(Source records)
+---+

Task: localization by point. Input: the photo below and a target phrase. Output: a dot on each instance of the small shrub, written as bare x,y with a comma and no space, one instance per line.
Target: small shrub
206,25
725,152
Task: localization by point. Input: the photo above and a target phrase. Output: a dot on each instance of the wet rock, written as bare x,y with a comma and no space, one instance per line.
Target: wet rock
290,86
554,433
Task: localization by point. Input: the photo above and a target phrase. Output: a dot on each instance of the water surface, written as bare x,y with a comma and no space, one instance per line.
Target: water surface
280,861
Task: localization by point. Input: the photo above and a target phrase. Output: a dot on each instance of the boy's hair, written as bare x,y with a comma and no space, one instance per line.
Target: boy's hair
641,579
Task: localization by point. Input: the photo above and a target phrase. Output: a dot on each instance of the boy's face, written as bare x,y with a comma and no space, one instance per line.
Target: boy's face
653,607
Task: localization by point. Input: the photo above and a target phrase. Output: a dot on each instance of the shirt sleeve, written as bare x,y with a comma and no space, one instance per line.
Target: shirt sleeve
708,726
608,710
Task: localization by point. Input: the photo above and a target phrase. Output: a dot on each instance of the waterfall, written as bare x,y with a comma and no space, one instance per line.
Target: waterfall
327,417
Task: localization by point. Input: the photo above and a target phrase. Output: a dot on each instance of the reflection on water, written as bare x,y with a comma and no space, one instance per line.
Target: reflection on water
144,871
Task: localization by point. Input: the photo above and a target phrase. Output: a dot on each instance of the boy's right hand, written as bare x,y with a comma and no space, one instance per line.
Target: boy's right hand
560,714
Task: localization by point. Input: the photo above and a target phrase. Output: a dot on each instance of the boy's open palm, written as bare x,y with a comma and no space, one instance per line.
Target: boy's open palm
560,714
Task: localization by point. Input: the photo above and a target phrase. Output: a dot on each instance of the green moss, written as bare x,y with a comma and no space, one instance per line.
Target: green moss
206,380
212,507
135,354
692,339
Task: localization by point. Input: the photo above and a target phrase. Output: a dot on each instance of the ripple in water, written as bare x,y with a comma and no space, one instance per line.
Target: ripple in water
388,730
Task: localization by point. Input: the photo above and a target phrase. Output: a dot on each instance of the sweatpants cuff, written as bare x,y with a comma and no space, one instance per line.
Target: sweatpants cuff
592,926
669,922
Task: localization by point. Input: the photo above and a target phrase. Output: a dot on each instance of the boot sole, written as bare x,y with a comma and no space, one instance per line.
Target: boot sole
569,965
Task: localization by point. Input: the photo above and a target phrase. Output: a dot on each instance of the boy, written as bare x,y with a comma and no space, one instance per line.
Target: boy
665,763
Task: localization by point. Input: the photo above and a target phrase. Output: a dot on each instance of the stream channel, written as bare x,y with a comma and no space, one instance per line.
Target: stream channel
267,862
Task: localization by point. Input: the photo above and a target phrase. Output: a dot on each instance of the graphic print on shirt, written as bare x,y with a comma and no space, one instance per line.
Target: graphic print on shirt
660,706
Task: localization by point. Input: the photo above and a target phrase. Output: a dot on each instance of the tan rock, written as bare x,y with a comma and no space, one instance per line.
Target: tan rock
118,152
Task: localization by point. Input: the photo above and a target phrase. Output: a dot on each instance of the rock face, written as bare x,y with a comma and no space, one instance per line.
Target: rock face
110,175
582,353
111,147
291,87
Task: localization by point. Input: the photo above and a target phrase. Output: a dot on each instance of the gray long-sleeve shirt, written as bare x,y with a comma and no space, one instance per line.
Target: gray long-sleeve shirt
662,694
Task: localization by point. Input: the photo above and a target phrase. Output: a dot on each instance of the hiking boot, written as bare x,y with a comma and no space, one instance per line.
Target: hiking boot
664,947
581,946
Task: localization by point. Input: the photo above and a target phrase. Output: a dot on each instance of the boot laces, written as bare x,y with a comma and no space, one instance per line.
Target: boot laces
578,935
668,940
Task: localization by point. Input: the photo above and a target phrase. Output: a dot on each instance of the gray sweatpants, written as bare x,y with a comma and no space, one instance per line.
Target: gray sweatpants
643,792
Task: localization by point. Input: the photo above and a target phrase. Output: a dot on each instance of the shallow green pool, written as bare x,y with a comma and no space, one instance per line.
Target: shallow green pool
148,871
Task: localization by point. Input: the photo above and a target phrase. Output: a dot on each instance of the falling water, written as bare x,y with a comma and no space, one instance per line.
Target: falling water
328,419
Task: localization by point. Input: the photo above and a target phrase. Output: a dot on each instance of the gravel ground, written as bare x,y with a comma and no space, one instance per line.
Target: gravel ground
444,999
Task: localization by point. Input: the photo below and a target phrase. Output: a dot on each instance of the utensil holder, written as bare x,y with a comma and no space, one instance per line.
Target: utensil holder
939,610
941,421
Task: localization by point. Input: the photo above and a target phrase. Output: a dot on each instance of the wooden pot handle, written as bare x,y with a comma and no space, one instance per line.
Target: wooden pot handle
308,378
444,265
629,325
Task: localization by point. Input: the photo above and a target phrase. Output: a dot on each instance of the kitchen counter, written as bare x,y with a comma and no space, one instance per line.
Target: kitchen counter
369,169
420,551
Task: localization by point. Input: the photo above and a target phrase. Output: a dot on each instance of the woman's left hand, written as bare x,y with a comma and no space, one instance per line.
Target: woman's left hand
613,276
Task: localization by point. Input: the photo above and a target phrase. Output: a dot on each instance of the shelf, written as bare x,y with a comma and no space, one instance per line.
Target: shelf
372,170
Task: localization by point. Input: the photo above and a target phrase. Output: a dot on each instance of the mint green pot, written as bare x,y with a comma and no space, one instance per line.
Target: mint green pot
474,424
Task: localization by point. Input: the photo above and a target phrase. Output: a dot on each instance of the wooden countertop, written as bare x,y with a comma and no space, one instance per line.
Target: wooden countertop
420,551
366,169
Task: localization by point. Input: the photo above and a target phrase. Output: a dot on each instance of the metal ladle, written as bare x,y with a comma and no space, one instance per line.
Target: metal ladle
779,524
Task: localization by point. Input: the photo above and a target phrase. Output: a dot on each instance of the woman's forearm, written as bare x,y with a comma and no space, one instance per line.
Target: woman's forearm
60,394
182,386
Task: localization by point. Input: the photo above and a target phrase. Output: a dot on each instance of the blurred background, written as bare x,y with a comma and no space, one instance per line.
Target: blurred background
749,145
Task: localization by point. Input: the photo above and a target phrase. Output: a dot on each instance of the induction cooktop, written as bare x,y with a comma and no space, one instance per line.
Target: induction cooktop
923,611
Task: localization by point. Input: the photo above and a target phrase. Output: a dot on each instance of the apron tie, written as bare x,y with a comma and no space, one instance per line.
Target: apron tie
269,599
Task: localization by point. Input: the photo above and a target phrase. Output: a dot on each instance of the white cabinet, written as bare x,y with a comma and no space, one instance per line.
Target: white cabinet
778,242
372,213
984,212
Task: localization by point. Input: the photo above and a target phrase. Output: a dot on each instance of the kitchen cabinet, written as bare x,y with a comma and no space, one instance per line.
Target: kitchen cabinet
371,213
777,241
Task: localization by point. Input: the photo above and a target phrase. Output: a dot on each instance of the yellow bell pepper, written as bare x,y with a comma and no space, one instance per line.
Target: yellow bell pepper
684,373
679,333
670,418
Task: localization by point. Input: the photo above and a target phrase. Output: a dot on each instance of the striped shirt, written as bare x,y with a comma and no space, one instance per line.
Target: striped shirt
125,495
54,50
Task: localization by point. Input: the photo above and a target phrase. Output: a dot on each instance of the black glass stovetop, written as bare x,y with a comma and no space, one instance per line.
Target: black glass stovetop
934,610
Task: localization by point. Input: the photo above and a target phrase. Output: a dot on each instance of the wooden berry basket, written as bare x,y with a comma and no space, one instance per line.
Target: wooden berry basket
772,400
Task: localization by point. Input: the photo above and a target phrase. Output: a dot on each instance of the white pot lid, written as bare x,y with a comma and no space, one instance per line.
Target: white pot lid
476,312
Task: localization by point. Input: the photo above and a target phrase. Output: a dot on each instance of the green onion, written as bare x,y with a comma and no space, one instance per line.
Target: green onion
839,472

+---+

Copy each line of the data that contains the word "below".

Task: localization by point. Input: the photo below and a target phrase. Output: a dot on each instance of the small shrub, written as bare x,y with a comma and no space, one instance per line.
Task: localization by point. Input: the photo below and a target phrase. Output: a dot on each instance of the utensil holder, written as bare x,y with a comma and no space, one instance per line.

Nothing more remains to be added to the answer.